EXERCISE DIRECTIONS – Return every entry exactly as written.

INPUT FOR THIS TASK –
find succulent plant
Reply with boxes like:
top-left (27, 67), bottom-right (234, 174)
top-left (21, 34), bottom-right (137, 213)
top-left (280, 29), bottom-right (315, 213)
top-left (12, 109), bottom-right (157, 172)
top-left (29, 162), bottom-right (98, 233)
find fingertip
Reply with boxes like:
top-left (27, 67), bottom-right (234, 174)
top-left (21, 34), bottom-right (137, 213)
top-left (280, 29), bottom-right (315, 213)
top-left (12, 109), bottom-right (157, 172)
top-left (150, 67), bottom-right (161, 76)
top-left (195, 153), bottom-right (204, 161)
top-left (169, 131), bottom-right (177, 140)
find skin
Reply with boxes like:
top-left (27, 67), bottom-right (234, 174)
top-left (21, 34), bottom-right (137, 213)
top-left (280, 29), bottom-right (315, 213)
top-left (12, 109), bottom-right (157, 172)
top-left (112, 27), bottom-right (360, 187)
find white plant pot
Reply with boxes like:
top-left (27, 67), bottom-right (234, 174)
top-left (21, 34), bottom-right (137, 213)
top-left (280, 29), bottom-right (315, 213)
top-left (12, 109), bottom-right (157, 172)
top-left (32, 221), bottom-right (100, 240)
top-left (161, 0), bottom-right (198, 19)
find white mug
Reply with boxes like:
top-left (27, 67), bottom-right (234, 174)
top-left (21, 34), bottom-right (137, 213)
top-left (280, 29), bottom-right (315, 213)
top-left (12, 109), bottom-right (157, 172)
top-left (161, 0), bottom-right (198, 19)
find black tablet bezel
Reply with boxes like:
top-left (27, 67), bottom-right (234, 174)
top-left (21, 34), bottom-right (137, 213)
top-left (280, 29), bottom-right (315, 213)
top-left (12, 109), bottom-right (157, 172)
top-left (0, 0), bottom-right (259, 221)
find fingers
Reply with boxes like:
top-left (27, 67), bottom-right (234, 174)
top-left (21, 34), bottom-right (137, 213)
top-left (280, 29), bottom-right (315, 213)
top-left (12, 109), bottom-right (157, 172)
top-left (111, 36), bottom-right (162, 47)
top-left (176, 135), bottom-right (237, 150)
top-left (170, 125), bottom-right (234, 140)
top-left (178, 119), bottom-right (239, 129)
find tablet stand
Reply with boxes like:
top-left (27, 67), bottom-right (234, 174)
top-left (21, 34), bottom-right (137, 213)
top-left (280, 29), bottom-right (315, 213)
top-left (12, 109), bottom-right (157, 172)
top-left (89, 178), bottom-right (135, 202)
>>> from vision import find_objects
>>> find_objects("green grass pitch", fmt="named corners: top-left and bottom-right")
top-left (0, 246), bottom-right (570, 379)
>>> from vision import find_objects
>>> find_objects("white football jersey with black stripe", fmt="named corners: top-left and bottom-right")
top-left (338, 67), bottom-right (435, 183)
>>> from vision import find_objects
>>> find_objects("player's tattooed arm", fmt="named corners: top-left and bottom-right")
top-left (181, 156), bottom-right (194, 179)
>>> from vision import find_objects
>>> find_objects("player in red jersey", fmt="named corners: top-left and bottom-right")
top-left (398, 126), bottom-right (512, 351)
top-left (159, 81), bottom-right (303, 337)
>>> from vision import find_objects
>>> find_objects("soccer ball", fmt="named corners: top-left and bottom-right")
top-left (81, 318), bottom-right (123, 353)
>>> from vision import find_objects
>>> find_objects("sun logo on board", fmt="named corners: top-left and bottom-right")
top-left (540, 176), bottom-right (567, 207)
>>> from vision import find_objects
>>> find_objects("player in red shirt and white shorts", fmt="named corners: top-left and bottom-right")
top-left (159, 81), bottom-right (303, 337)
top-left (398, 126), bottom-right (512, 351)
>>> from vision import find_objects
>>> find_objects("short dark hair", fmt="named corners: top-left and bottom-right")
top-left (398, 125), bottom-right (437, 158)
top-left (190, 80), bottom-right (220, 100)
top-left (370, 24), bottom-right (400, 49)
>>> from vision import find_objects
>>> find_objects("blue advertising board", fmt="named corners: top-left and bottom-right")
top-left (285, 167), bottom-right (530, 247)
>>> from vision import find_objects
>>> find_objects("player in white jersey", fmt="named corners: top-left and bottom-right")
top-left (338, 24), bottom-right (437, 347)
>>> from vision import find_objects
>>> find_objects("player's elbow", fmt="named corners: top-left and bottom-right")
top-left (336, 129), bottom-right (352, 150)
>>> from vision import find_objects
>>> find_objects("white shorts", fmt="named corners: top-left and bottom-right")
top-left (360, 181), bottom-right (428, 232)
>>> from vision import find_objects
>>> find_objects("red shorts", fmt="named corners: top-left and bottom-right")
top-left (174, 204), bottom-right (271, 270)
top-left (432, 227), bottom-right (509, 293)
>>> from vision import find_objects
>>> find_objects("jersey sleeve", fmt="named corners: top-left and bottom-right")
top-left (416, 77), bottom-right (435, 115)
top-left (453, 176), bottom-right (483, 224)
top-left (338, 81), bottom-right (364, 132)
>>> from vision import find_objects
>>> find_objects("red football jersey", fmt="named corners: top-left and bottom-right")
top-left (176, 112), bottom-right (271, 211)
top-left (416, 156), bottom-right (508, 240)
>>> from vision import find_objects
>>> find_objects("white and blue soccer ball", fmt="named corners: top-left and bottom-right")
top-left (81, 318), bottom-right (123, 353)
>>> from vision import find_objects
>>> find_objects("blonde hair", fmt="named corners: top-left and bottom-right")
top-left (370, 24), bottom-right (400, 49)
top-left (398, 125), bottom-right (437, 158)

SOLUTION TO THE PROBLEM –
find succulent plant
Reply with boxes like:
top-left (27, 67), bottom-right (234, 174)
top-left (21, 34), bottom-right (137, 213)
top-left (280, 29), bottom-right (315, 213)
top-left (12, 109), bottom-right (157, 172)
top-left (29, 162), bottom-right (98, 233)
find fingertip
Reply with boxes like:
top-left (27, 67), bottom-right (234, 174)
top-left (21, 34), bottom-right (137, 213)
top-left (280, 29), bottom-right (315, 213)
top-left (12, 109), bottom-right (157, 172)
top-left (150, 67), bottom-right (161, 76)
top-left (195, 153), bottom-right (204, 161)
top-left (169, 131), bottom-right (177, 140)
find skin
Reply with boxes like:
top-left (27, 67), bottom-right (234, 174)
top-left (21, 34), bottom-right (137, 213)
top-left (280, 29), bottom-right (315, 213)
top-left (12, 109), bottom-right (157, 172)
top-left (112, 27), bottom-right (360, 187)
find white plant pot
Reply with boxes like:
top-left (27, 67), bottom-right (234, 174)
top-left (21, 34), bottom-right (137, 213)
top-left (280, 29), bottom-right (315, 213)
top-left (12, 109), bottom-right (157, 172)
top-left (32, 221), bottom-right (100, 240)
top-left (161, 0), bottom-right (198, 19)
find white mug
Reply with boxes like:
top-left (27, 67), bottom-right (234, 174)
top-left (21, 34), bottom-right (137, 213)
top-left (280, 29), bottom-right (315, 213)
top-left (12, 109), bottom-right (157, 172)
top-left (161, 0), bottom-right (198, 19)
find black tablet bezel
Reply with boxes like:
top-left (27, 67), bottom-right (234, 174)
top-left (21, 34), bottom-right (137, 213)
top-left (280, 29), bottom-right (315, 213)
top-left (12, 109), bottom-right (157, 172)
top-left (0, 0), bottom-right (259, 221)
find fingers
Reply with boxes like:
top-left (27, 67), bottom-right (234, 174)
top-left (21, 34), bottom-right (137, 213)
top-left (280, 29), bottom-right (315, 213)
top-left (12, 109), bottom-right (157, 172)
top-left (111, 36), bottom-right (162, 47)
top-left (176, 135), bottom-right (237, 150)
top-left (170, 125), bottom-right (234, 140)
top-left (178, 119), bottom-right (239, 129)
find tablet stand
Reply with boxes like:
top-left (27, 67), bottom-right (234, 174)
top-left (21, 34), bottom-right (137, 213)
top-left (280, 29), bottom-right (315, 213)
top-left (12, 109), bottom-right (157, 172)
top-left (89, 178), bottom-right (135, 202)
>>> from vision import find_objects
>>> find_objects("green grass pitch", fmt="named corners: top-left and bottom-right")
top-left (0, 246), bottom-right (570, 379)
>>> from vision import find_objects
>>> find_objects("white football jersey with black stripe", fmt="named corners: top-left and bottom-right")
top-left (338, 67), bottom-right (435, 183)
>>> from vision import find_objects
>>> find_objects("player's tattooed arm", fmt="named corners: top-left and bottom-right")
top-left (181, 156), bottom-right (194, 179)
>>> from vision import find_objects
>>> find_objects("player in red jersey", fmt="named corners: top-left and bottom-right")
top-left (398, 126), bottom-right (512, 351)
top-left (159, 81), bottom-right (303, 337)
>>> from vision import find_objects
>>> find_objects("soccer ball", fmt="named corners: top-left and bottom-right")
top-left (81, 318), bottom-right (123, 353)
>>> from vision import find_objects
>>> find_objects("sun logo on board", fmt="named corners: top-left and bottom-right")
top-left (540, 176), bottom-right (567, 207)
>>> from vision import find_objects
>>> find_objects("player in red shirt and white shorts", fmt="named corners: top-left and bottom-right")
top-left (159, 81), bottom-right (303, 337)
top-left (398, 126), bottom-right (512, 351)
>>> from vision import find_objects
>>> find_objects("short dark hair", fmt="named corners: top-left and bottom-right")
top-left (398, 125), bottom-right (437, 158)
top-left (190, 80), bottom-right (220, 100)
top-left (370, 24), bottom-right (400, 49)
>>> from vision import find_objects
>>> find_objects("blue advertising board", fmt="named corners: top-left and bottom-right")
top-left (285, 167), bottom-right (530, 247)
>>> from vision import find_objects
>>> find_objects("player in white jersey", fmt="named corners: top-left and bottom-right")
top-left (338, 24), bottom-right (437, 347)
>>> from vision import find_objects
>>> find_objects("player's elbow", fmt="named corners: top-left and bottom-right")
top-left (336, 129), bottom-right (352, 150)
>>> from vision import find_objects
>>> find_objects("white shorts", fmt="named corners: top-left and bottom-right")
top-left (360, 181), bottom-right (428, 232)
>>> from vision import find_objects
>>> find_objects("red shorts", fmt="named corners: top-left and bottom-right")
top-left (174, 204), bottom-right (271, 270)
top-left (432, 227), bottom-right (509, 293)
>>> from vision import find_objects
>>> find_objects("jersey sleeve", fmt="named corners: top-left and bottom-right")
top-left (416, 77), bottom-right (435, 115)
top-left (453, 176), bottom-right (483, 224)
top-left (338, 81), bottom-right (364, 132)
>>> from vision import find_objects
>>> find_objects("red football jersey", fmt="named corners: top-left and bottom-right")
top-left (176, 112), bottom-right (271, 211)
top-left (416, 156), bottom-right (508, 240)
>>> from vision import find_objects
>>> find_objects("white and blue soccer ball", fmt="named corners: top-left and bottom-right")
top-left (81, 318), bottom-right (123, 353)
>>> from vision import find_objects
>>> find_objects("blonde hair", fmt="named corners: top-left and bottom-right")
top-left (370, 24), bottom-right (400, 49)
top-left (398, 125), bottom-right (437, 158)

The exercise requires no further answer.